Aim of the task =>
Output only the lines from the one holding "Would you mind tagging the light" to the end of the data below, please, copied exactly.
*** Extracted material ***
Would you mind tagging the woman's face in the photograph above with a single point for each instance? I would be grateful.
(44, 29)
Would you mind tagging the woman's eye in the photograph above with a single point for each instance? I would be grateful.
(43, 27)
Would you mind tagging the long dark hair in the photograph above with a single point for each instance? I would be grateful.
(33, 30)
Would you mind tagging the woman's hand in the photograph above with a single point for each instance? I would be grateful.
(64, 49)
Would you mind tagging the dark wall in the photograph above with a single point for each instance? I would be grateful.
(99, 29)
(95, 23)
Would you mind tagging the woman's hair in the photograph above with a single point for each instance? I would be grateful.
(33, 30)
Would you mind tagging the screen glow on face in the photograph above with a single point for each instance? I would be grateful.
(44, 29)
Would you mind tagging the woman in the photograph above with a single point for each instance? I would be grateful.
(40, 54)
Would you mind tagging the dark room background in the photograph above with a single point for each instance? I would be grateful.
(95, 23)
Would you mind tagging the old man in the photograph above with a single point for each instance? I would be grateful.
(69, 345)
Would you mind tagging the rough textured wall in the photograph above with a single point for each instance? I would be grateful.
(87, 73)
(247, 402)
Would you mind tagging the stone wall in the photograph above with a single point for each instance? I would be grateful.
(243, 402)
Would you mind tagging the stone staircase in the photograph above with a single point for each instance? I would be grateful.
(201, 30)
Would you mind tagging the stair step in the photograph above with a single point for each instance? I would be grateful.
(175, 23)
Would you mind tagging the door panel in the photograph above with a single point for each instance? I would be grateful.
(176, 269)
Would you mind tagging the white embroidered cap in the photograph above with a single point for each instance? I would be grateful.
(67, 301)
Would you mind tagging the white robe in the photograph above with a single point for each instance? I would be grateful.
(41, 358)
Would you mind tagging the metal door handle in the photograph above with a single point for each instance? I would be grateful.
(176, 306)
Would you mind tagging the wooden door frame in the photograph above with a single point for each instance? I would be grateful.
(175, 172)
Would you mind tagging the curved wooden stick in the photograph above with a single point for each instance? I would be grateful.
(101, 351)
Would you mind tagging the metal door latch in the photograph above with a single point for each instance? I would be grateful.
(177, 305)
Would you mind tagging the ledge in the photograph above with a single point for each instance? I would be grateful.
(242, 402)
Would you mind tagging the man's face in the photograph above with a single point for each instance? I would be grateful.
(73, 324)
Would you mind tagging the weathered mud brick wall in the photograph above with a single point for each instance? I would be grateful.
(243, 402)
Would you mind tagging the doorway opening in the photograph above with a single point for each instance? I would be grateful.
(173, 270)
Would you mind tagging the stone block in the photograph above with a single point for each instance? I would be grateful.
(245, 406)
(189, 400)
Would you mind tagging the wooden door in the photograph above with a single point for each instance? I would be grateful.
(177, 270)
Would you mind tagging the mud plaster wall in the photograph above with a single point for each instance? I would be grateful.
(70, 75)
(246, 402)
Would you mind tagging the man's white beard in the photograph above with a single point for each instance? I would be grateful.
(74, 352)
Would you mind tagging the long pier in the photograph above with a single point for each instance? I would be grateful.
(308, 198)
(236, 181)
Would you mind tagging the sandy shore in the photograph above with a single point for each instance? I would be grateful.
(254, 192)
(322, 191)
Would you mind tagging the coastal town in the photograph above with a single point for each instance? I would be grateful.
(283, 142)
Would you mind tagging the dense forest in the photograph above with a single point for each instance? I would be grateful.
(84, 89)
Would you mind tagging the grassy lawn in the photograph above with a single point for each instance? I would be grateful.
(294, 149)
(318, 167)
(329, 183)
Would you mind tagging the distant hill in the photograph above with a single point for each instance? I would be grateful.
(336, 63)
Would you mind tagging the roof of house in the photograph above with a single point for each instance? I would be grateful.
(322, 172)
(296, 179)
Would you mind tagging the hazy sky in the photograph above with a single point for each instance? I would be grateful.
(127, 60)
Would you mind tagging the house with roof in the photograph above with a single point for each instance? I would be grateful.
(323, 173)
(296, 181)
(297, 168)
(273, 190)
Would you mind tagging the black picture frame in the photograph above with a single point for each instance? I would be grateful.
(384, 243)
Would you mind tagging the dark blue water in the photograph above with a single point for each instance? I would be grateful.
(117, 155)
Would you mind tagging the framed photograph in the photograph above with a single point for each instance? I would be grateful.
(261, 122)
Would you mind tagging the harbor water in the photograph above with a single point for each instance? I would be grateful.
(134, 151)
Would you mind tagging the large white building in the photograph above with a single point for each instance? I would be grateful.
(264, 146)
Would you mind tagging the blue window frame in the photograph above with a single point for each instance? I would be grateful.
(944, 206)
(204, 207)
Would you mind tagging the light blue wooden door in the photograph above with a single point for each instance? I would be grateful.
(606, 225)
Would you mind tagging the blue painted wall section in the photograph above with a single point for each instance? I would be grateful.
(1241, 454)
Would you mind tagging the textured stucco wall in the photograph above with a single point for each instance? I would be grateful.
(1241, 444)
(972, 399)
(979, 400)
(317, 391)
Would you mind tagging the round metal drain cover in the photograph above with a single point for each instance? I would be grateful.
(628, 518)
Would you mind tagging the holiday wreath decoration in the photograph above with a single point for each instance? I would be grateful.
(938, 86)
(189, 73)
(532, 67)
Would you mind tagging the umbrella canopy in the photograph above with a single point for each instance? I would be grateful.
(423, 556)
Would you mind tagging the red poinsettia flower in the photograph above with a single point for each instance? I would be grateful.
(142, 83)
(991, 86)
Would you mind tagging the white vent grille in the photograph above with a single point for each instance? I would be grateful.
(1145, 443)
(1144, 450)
***
Written response =>
Would you mind tagging the light blue wooden door in the photograph above with a single point for each instance? I would be grateful.
(606, 225)
Would you mind tagging the blue painted wall section in the photograph above with a single point for each instance? I would be grateful.
(1241, 454)
Would you mind tagging the textured stucco wall in the photograph above with a single point for each instance? I would be grateful.
(1241, 444)
(972, 399)
(979, 400)
(317, 391)
Would you mind tagging the round metal drain cover in the photograph above with a single point for each instance? I would be grateful.
(628, 518)
Would you mind tagging the holiday wreath decoration in the photograph above with a single point for each instance? I would be grateful.
(938, 86)
(189, 73)
(532, 67)
Would you mind tagging the umbrella canopy in the photograph above with a single point for each instance? I would be grateful.
(423, 556)
Would you mind tagging the red poinsettia flower in the photograph above with a single point for each instance? I would be grateful.
(142, 83)
(991, 86)
Would you mind tagging the white vent grille in the photograph above with a single point for each instance? I would be grateful.
(1145, 443)
(1144, 450)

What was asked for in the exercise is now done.